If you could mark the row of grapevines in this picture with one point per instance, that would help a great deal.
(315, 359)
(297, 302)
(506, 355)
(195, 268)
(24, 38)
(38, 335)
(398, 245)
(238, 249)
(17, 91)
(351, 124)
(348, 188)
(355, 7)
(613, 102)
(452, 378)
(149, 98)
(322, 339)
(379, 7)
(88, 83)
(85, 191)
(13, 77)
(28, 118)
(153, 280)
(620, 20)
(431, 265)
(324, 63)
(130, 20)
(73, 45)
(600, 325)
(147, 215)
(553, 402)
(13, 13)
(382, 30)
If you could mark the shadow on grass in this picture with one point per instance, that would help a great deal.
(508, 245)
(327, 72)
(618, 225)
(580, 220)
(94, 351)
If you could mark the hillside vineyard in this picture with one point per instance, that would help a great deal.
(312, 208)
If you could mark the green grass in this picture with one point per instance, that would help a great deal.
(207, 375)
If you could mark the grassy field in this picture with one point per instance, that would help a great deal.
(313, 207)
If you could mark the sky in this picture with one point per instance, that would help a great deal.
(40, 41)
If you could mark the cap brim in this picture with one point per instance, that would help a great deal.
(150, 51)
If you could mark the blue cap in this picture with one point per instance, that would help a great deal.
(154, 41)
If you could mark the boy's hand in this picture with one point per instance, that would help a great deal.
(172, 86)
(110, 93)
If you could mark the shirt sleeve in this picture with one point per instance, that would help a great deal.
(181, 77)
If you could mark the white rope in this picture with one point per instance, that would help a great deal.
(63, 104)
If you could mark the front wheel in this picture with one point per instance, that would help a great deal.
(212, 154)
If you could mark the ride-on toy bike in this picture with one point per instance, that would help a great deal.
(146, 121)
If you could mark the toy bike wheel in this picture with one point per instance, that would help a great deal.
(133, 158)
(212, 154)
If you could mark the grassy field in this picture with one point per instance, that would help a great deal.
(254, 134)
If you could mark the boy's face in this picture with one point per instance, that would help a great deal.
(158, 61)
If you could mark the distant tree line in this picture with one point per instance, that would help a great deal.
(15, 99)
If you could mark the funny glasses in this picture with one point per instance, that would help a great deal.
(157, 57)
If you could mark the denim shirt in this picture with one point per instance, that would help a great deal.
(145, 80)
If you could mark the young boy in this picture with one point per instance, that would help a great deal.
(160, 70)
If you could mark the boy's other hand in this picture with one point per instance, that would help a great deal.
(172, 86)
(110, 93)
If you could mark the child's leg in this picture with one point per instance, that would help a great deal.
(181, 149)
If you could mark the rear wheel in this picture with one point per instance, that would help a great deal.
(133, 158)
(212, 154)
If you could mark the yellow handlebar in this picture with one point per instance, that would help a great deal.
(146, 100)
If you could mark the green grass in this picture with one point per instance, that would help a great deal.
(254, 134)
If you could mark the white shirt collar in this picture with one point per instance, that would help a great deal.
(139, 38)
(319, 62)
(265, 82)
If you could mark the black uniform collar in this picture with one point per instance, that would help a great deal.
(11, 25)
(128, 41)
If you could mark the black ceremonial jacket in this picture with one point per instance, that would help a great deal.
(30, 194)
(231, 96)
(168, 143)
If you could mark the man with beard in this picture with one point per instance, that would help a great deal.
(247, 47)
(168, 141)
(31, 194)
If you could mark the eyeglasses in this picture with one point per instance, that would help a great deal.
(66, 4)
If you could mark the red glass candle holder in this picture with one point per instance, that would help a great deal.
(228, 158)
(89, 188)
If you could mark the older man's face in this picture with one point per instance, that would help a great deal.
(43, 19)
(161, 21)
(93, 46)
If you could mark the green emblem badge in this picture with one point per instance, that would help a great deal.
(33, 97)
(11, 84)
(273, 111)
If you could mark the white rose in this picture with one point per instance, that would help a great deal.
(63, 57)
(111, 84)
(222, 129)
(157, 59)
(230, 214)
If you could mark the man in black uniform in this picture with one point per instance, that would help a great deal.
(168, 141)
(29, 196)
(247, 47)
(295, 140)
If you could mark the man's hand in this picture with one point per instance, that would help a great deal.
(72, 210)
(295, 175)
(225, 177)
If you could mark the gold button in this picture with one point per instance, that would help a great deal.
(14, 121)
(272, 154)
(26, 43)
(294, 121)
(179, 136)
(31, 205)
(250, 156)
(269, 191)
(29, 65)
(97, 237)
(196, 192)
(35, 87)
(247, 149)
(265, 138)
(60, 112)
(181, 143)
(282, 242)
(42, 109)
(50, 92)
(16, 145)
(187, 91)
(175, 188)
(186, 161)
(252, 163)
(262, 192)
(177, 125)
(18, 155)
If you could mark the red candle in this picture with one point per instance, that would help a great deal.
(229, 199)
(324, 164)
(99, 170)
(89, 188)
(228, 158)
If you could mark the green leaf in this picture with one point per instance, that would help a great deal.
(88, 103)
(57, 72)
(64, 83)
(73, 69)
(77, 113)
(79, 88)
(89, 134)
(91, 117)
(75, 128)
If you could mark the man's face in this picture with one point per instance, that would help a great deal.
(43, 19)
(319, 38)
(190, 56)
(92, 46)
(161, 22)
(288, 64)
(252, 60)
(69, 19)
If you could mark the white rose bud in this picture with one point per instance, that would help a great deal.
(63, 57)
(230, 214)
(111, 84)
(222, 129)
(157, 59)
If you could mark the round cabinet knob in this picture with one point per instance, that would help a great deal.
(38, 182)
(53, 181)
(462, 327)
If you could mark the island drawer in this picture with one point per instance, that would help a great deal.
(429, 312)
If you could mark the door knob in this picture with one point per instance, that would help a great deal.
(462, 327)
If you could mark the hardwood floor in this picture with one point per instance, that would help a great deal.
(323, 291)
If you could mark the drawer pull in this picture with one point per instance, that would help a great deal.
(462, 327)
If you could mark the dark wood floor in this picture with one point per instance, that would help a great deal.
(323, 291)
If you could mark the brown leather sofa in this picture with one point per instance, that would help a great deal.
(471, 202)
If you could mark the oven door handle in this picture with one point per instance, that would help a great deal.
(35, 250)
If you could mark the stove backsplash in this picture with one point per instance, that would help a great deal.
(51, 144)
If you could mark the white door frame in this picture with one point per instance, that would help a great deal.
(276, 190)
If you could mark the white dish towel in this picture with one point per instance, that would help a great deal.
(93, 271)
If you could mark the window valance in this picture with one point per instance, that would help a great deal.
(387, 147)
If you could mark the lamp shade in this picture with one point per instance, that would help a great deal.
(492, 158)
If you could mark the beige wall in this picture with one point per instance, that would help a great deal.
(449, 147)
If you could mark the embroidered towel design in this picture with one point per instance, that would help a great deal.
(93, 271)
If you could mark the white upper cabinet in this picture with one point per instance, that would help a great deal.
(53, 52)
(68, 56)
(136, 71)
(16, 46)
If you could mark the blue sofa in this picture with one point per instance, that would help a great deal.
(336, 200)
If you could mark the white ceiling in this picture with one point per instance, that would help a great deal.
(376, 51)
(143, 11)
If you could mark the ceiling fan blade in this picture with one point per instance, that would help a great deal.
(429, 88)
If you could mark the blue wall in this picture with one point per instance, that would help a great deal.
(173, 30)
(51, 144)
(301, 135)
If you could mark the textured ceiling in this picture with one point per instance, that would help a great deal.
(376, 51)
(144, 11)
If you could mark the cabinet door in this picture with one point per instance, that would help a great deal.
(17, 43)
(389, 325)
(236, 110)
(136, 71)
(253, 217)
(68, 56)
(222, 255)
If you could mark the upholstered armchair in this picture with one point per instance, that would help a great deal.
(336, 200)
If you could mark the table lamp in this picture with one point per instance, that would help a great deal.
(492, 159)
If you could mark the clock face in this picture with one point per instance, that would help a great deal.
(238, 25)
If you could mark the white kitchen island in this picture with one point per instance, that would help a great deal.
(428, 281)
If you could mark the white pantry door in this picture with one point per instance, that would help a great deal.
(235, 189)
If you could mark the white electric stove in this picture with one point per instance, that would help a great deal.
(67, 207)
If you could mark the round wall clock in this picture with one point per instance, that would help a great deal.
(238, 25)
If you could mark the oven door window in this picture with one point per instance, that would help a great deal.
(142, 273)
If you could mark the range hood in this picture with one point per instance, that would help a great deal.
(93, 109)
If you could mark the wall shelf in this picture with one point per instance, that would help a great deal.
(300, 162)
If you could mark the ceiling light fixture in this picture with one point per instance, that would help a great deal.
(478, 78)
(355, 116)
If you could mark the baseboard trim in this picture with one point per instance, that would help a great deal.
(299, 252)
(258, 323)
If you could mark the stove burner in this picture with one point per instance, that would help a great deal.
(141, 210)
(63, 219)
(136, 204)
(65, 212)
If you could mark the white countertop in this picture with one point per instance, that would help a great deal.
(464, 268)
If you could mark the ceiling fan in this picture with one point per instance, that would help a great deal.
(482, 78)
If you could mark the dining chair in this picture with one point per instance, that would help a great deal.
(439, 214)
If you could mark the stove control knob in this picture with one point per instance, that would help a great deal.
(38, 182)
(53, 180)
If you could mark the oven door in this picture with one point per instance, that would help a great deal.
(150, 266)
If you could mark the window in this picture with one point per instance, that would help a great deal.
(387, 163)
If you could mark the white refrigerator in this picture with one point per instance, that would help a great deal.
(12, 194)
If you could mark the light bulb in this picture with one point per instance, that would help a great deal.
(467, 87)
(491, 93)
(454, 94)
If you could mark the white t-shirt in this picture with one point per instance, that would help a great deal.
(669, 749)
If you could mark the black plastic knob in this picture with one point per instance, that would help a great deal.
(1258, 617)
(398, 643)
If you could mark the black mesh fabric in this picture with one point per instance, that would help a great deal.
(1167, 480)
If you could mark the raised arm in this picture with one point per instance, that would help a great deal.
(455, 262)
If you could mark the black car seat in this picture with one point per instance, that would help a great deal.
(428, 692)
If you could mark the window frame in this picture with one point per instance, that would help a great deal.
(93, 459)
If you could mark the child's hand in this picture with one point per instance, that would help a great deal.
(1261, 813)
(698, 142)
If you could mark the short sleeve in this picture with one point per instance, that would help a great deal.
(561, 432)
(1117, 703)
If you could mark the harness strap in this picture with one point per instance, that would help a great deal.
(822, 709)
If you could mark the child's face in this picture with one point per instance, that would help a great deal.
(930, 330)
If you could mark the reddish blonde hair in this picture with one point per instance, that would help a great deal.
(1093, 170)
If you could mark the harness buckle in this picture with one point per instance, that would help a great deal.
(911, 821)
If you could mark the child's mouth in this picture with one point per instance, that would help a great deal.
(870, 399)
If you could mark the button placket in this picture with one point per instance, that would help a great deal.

## What needs to be done
Copy verbatim each line of the records from the line containing "If you could mark the raised" up to and including the last line of the records.

## Answer to this exercise
If you could mark the raised arm in this picture with one point per instance, that would help a great deal.
(455, 262)
If you could mark the black car seat in this picture with one point per instance, that would help a great deal.
(428, 692)
If you could mark the window frame in this picture with one point per instance, that would help a great deal.
(93, 459)
If you could mark the child's hand in this picture with one point per instance, that would help a great deal.
(1261, 813)
(698, 142)
If you could mark the short sleeve in this picture with one point per instance, that would help a great deal.
(561, 432)
(1117, 703)
If you could mark the harness strap in this picture with one point per instance, that would help a great deal.
(822, 709)
If you could mark the child's face in this picture with one point per instance, that would help a great deal.
(930, 330)
If you could mark the reddish blonde hair in this picture with one point per instance, that would help a great deal.
(1093, 170)
If you could mark the harness buckle in this picture with one point per instance, that would help a great deal.
(911, 821)
If you could mark the child's mouth in this picture with one point per instance, that would help a great deal.
(870, 399)
If you could mark the button placket in this picture with one point per instance, that would help a great deal.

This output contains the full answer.